§ **Job 1**
In the free fall article, what should the child pretend the cup is?
§ **Job 2**
Retype the free fall article from "To explain free" to "around the Earth.".

§ **Article**
+++
Astrodigital Space Exploration Home Page
Concepts and Tutorials about Space
The History of Space Exploration
Interviews with Astronauts and other Persons of Note
All About Space Stations
All About Space Technology
Space Exploration Home Page
Space Exploration –> Concepts

Teaching Space: Free Fall

By Jim Plaxco

So you're sitting around at home watching CNN with your kids and on comes a story about the current space shuttle mission. Your son or daughter sees the astronauts floating around and turns to you and asks "How come those people are floating?" What do you say? Hopefully it won't be "Because there is no gravity to hold them down." If you tell your child "The astronauts are floating because they are in a state of free fall around the Earth," you have provided the right answer but any child worth his or her salt is going to counter with "What's free fall?" This one might prove to be tougher to explain. Why not show your child exactly what free fall is.

The only materials that you will need to perform this experiment are a Styrofoam or plastic cup, something to poke a small hole in the cup, and a source of water. Some food coloring to add to the water would help make the experiment easier to observe. You will also need a location where you can conduct your experiment because it involves spilling water. If the weather is nice, you may want to consider going outside.

To explain free fall to your child, here is what you do:
  1. Make a small hole in the side of the cup close to the bottom. Tell your child to pretend that the cup is a spaceship traveling around the Earth.
  2. Have your child hold his or her finger over the hole and then fill the cup with water. The water can represent something or anything inside the spaceship cup. Ask your child to predict what will happen when he/she uncovers the hole in the cup and why.
+++
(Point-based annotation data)
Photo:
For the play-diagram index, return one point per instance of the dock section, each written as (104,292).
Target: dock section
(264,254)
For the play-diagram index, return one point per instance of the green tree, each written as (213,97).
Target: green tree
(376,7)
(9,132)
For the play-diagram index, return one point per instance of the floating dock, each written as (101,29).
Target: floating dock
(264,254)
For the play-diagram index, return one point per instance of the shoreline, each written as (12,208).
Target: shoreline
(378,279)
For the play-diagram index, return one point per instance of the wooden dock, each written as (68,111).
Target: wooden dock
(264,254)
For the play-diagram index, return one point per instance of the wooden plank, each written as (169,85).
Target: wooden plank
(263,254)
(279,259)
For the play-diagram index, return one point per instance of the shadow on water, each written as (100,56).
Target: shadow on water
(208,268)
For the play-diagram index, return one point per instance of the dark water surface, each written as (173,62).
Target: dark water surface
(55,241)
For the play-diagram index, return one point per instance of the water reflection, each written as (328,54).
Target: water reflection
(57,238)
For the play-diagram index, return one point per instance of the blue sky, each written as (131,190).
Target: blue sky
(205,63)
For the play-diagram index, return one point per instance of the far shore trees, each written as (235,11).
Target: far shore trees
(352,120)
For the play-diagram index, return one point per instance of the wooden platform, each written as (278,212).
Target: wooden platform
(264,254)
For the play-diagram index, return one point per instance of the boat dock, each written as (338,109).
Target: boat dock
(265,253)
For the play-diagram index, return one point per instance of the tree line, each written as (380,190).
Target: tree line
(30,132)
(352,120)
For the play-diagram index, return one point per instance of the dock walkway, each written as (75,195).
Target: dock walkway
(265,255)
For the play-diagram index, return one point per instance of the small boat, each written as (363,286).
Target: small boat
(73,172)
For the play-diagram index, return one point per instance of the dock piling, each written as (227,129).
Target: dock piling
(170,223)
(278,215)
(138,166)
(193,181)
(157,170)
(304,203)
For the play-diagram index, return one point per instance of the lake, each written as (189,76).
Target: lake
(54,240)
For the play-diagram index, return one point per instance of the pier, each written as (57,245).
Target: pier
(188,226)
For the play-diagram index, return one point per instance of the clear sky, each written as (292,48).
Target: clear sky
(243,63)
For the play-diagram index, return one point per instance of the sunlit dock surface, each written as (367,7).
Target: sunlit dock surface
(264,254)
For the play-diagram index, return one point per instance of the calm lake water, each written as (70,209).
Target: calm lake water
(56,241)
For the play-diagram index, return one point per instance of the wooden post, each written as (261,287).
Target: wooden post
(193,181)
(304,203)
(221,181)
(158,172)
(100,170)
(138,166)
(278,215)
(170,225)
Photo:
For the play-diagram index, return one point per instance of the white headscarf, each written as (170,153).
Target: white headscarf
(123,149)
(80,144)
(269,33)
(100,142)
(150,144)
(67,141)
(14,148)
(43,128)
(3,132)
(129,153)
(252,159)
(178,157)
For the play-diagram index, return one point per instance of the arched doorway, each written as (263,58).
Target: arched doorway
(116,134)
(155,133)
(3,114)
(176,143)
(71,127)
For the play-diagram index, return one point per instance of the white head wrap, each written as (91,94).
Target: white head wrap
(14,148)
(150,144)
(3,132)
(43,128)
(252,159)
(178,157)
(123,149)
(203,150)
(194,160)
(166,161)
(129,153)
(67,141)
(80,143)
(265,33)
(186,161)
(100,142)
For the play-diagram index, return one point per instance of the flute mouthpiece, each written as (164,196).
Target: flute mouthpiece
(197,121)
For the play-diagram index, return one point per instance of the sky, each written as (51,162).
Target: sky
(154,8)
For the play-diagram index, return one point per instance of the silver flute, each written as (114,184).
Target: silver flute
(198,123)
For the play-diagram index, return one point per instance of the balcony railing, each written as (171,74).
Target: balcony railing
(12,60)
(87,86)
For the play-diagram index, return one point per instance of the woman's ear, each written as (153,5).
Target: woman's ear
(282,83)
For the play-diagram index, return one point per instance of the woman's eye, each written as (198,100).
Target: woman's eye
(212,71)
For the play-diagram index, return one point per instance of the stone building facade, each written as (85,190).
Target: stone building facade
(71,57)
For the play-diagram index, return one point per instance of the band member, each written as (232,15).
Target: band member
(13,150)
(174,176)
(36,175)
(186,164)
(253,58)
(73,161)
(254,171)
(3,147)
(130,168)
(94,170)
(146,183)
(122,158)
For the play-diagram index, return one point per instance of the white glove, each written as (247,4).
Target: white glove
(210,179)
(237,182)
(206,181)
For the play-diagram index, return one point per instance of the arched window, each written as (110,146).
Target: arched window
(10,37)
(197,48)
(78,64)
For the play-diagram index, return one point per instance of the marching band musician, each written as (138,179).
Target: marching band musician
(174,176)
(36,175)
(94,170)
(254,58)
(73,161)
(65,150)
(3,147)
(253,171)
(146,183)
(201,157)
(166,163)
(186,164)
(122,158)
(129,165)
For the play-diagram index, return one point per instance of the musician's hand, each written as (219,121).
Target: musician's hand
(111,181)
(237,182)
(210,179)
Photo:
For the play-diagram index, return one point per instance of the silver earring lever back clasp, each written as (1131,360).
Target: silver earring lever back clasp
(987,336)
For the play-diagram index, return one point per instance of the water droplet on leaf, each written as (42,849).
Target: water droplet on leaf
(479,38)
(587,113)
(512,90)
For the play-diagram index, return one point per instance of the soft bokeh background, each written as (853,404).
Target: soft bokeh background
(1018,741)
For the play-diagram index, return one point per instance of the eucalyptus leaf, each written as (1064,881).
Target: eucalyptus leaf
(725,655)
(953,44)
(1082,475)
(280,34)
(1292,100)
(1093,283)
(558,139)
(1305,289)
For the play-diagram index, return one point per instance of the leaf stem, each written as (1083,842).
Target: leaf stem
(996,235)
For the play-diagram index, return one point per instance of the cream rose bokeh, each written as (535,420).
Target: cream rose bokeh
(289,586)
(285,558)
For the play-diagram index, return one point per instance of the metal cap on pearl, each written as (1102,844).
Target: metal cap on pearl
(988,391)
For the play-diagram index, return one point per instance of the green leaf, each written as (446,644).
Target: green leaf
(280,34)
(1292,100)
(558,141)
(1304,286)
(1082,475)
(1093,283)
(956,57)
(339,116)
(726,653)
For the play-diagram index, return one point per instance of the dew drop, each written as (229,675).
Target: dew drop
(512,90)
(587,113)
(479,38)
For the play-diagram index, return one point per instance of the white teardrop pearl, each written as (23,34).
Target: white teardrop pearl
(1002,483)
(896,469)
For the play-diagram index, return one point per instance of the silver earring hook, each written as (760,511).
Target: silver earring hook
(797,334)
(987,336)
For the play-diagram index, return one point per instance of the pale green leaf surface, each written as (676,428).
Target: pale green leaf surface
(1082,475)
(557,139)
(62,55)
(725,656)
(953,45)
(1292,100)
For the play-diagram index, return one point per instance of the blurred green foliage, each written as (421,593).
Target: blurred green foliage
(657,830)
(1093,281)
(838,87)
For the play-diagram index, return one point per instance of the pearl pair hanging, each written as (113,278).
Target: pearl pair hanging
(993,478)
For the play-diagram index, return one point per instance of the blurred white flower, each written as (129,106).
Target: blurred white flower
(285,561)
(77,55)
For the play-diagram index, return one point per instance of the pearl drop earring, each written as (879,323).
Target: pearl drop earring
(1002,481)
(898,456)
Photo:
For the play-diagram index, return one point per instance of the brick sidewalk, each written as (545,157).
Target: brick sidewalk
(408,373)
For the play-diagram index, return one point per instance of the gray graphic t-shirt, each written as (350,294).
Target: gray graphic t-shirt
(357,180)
+++
§ **Exercise solution 1**
A spaceship traveling around the Earth.

§ **Exercise solution 2**
To explain free fall to your child, here is what you do:
  1. Make a small hole in the side of the cup close to the bottom. Tell your child to pretend that the cup is a spaceship traveling around the Earth.